**INPUT FOR THIS TASK**
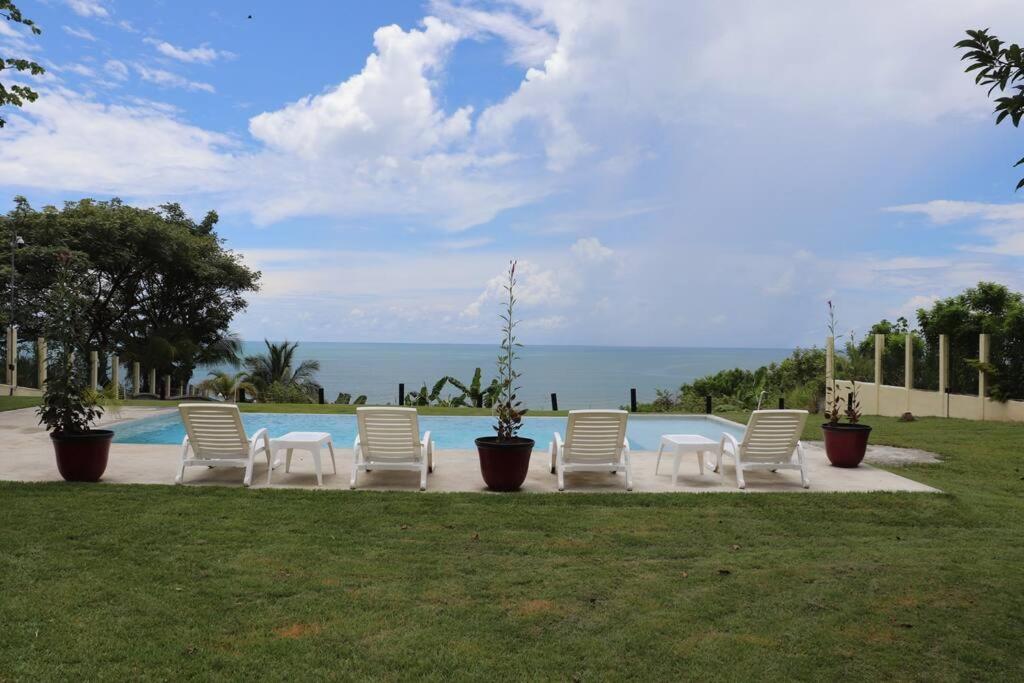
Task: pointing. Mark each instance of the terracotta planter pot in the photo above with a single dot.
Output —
(82, 457)
(504, 464)
(845, 443)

**THE PROBLEM**
Rewrite all of the records above, changing "terracotta planter pot" to "clay flower pot" and keeping everything else the same. Omit the pictures from your answer.

**OUTPUT FOR THIS EXERCISE**
Task: pointing. Mark each instance of the clay flower pot in the photo above with a single dot.
Output —
(82, 457)
(504, 464)
(845, 443)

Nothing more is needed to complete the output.